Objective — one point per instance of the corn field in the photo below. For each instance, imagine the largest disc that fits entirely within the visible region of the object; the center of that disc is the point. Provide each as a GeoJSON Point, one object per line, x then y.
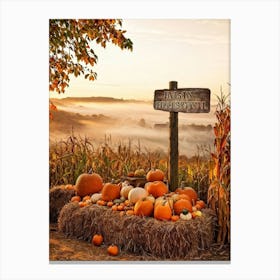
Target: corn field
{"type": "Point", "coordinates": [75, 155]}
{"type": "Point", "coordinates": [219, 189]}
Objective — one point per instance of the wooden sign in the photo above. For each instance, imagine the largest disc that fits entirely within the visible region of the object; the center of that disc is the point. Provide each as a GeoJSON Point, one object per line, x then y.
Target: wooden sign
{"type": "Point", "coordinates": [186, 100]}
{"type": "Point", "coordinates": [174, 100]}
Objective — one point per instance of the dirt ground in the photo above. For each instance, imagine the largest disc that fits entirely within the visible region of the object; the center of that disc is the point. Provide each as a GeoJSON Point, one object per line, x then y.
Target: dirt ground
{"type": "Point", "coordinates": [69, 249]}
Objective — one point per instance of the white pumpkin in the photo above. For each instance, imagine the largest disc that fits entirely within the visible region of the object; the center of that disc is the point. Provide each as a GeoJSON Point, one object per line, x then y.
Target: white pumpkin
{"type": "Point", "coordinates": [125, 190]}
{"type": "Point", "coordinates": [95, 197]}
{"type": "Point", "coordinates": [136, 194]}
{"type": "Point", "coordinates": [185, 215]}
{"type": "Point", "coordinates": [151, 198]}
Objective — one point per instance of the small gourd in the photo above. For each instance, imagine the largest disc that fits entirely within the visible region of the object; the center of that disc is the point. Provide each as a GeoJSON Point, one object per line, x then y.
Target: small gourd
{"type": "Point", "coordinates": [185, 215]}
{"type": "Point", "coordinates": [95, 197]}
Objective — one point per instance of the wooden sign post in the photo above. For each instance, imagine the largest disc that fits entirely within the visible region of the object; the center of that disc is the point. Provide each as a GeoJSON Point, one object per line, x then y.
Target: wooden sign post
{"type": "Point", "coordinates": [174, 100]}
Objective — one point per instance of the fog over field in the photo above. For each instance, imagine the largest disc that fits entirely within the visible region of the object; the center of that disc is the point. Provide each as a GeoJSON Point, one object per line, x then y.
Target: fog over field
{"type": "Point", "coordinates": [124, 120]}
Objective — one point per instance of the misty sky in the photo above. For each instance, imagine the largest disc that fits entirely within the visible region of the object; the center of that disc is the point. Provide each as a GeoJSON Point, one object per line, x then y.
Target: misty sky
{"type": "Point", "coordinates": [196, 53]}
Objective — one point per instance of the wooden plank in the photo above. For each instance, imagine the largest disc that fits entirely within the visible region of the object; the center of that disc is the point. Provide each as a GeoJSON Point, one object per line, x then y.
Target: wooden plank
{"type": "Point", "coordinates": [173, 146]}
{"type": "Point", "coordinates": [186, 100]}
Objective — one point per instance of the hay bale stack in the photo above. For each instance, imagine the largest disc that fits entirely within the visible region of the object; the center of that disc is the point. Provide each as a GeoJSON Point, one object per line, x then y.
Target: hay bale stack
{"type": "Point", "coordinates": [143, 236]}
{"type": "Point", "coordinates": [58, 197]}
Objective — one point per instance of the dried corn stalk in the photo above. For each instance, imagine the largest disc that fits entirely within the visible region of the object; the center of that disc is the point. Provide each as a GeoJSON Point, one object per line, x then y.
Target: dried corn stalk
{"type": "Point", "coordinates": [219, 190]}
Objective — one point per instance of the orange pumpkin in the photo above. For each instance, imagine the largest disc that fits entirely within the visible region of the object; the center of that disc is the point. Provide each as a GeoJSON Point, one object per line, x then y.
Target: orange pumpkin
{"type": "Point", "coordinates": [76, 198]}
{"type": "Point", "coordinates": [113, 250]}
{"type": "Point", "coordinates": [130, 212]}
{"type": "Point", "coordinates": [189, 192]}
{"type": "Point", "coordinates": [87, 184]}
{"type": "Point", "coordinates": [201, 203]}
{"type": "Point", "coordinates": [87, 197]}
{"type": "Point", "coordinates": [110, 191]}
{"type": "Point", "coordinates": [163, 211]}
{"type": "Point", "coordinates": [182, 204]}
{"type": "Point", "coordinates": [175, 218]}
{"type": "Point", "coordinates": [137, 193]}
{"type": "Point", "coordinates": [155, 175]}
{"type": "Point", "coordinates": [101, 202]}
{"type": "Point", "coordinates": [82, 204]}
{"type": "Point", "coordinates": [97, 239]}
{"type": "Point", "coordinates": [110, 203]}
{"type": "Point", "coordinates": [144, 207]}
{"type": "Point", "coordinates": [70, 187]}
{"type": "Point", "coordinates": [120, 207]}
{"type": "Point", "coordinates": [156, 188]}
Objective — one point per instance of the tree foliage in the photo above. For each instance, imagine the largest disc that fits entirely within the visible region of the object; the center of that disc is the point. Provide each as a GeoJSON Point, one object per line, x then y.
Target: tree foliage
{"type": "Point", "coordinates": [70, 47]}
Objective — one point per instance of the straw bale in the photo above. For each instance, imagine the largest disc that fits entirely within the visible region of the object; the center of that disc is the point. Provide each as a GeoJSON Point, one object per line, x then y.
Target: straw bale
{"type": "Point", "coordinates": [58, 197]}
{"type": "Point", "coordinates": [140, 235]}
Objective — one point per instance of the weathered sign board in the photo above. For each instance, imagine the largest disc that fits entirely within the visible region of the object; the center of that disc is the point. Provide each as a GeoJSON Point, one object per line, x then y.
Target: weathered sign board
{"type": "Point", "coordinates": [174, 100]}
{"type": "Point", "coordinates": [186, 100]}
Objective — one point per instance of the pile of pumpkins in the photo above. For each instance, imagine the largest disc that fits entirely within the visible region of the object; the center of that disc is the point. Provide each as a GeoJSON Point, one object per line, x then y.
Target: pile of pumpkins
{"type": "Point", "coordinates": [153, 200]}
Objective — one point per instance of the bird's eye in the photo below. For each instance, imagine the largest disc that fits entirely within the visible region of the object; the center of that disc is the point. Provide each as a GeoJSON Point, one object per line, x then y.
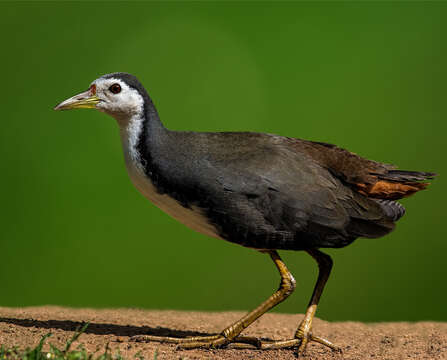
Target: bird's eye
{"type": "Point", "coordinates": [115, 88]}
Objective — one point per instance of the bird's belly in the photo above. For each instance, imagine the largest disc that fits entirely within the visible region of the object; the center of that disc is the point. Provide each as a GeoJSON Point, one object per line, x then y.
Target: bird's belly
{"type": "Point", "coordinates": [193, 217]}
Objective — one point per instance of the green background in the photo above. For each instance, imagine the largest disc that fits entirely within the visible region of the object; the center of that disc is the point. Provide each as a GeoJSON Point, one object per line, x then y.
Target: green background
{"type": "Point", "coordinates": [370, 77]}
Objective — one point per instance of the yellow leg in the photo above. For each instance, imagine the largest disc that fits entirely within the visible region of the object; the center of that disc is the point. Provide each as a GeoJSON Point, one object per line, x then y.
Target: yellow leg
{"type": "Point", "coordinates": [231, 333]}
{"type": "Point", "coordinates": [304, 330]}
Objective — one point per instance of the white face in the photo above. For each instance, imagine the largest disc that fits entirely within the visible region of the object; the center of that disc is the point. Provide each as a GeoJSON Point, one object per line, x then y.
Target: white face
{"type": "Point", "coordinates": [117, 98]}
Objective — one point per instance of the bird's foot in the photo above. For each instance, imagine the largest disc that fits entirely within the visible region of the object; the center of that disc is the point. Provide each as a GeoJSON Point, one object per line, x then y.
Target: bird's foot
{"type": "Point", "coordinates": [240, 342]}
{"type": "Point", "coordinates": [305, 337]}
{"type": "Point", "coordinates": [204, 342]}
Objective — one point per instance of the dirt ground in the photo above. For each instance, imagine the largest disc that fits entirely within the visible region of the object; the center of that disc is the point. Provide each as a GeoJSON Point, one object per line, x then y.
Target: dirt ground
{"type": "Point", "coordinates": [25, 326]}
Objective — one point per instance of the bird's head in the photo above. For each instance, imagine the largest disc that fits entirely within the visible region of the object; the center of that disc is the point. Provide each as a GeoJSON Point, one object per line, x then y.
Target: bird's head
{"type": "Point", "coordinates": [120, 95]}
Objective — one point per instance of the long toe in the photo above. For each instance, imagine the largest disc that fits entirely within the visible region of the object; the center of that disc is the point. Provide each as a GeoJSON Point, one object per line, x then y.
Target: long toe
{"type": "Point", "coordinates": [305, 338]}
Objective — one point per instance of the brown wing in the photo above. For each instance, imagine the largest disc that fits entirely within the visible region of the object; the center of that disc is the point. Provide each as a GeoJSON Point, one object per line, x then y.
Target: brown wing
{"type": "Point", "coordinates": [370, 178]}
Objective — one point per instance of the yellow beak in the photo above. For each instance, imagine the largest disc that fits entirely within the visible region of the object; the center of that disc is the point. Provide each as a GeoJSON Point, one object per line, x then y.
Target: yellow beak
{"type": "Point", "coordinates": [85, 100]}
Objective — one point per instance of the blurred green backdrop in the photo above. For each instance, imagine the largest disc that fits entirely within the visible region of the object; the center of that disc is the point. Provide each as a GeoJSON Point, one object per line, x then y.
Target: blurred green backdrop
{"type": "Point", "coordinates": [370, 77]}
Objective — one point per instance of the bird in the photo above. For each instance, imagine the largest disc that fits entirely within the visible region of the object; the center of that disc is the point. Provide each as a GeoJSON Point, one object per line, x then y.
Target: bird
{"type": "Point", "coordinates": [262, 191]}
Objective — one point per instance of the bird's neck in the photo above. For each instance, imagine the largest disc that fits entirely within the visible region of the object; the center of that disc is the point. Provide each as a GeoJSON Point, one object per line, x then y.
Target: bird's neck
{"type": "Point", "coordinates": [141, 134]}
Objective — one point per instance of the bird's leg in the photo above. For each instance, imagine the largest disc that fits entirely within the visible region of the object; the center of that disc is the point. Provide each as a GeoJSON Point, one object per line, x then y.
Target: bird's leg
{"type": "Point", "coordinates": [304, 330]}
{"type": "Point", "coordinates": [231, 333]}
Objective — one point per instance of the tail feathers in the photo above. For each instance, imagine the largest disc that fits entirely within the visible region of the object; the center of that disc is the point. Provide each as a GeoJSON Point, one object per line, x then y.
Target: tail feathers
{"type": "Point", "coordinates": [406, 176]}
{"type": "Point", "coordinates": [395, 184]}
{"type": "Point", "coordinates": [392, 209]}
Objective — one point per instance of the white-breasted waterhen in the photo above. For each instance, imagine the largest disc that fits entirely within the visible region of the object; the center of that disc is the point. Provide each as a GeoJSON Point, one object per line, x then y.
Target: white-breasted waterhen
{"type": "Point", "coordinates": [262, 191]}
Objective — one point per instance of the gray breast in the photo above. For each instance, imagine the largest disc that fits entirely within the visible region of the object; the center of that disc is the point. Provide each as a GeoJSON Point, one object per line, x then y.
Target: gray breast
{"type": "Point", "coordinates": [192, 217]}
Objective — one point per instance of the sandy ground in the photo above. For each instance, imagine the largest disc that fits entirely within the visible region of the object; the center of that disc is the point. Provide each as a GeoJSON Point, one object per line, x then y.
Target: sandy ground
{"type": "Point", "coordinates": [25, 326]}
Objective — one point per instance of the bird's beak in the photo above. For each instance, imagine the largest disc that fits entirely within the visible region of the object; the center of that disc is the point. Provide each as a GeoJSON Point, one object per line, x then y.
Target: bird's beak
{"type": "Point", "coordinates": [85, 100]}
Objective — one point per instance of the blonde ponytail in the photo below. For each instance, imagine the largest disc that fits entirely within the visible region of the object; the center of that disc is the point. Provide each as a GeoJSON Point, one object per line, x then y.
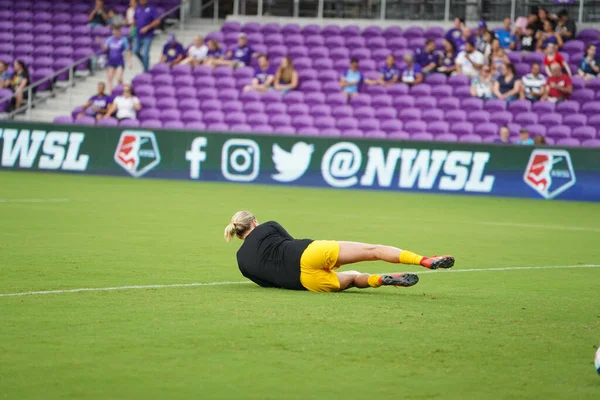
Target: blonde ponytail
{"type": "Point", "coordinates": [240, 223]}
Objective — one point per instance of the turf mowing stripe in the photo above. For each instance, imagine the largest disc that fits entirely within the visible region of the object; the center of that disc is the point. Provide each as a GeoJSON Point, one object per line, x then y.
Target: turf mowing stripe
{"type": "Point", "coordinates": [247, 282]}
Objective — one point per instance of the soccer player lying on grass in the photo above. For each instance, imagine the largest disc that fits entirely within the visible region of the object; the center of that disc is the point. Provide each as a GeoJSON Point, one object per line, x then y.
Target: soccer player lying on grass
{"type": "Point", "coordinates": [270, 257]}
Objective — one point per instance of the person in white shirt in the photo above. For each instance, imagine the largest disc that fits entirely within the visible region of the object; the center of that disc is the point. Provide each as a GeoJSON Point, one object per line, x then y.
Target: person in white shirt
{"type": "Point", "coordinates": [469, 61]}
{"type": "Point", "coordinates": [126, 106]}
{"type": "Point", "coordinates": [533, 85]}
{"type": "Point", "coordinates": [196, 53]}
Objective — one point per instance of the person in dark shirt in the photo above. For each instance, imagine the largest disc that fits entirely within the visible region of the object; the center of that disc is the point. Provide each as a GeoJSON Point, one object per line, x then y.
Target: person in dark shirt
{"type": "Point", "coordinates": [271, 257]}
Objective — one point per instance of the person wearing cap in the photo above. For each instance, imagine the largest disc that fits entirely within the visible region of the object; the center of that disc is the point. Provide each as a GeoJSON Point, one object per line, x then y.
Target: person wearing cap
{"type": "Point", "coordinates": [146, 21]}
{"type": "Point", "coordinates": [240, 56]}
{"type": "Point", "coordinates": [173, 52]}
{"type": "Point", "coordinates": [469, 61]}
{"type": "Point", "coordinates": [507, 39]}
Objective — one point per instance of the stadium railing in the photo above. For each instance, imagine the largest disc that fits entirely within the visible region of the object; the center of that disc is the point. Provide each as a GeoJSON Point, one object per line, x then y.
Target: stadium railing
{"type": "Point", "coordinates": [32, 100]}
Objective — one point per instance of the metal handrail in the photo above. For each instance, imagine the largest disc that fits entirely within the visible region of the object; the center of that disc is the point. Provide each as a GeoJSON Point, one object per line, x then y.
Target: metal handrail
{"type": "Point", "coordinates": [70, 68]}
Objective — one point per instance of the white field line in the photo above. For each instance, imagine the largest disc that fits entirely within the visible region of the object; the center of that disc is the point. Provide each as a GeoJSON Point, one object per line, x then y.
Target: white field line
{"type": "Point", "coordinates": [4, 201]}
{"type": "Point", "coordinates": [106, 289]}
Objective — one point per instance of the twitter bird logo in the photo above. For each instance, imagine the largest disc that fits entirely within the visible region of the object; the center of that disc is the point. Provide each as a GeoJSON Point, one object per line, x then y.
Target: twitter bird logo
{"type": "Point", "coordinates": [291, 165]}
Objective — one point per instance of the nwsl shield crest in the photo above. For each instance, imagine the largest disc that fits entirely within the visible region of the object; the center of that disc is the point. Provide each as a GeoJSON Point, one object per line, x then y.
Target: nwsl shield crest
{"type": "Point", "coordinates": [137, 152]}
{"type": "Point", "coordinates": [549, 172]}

Task details:
Please find out how many lines of the material contain the string "below" and answer with the count alone.

Task output:
3